* Directions
Copy the material from its start through the line containing "[622,206,640,272]", both ends included, with every line kept except the pictures. Shift each bounding box coordinate up by 39.

* Provided records
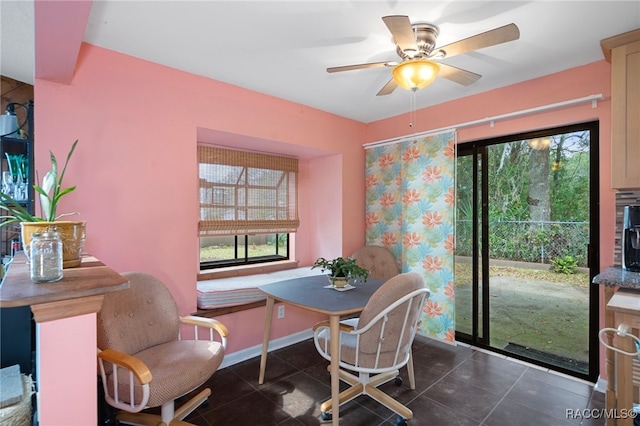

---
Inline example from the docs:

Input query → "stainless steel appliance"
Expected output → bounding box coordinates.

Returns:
[622,206,640,272]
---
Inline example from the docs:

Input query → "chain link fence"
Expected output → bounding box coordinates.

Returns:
[456,220,589,267]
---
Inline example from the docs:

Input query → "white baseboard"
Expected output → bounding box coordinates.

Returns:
[220,329,313,368]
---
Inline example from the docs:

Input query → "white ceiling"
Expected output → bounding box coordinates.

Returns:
[0,0,640,123]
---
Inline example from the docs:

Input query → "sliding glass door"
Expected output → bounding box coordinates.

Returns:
[455,123,598,379]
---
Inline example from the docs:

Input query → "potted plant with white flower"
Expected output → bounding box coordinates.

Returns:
[311,257,369,288]
[0,140,86,268]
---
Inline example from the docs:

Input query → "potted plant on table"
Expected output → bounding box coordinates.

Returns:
[0,140,86,268]
[311,257,369,288]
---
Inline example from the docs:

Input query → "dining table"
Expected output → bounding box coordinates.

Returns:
[258,275,384,425]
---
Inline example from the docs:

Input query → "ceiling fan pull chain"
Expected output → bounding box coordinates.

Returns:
[409,88,417,128]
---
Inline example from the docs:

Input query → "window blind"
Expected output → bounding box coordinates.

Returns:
[198,145,300,237]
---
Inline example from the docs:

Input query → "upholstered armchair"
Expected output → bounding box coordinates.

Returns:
[314,272,429,424]
[97,272,228,425]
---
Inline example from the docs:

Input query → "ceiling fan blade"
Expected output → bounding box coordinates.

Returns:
[382,15,418,56]
[438,63,482,86]
[376,79,398,96]
[327,62,398,73]
[435,24,520,58]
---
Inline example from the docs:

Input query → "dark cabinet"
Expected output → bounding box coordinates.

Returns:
[0,101,35,264]
[0,101,35,378]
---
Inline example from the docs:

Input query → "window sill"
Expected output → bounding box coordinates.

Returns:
[198,260,298,281]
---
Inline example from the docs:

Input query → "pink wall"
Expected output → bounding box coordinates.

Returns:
[35,44,365,352]
[35,45,614,370]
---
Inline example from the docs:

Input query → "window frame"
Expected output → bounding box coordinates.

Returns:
[200,234,291,270]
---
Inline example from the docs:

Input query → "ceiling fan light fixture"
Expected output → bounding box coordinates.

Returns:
[392,59,440,90]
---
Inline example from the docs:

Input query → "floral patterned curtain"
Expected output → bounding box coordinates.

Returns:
[365,131,456,343]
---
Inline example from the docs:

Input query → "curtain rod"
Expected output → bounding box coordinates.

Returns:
[363,93,604,149]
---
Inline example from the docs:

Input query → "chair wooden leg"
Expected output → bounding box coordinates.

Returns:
[172,388,211,424]
[407,350,416,390]
[320,383,363,413]
[365,385,413,419]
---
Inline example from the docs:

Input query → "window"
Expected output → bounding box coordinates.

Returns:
[198,145,299,269]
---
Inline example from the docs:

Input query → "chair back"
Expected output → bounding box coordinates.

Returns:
[356,272,429,369]
[352,246,400,281]
[97,272,179,355]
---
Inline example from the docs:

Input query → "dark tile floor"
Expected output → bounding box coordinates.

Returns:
[174,337,605,426]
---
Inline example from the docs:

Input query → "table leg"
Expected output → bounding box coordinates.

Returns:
[258,296,275,384]
[604,286,617,426]
[329,315,340,426]
[615,314,636,426]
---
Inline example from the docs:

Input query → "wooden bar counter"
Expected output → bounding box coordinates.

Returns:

* Response
---
Inline example from the docs:

Input query → "stainless steel appliance"
Expected output → bounding box coordinates.

Returns:
[661,245,679,311]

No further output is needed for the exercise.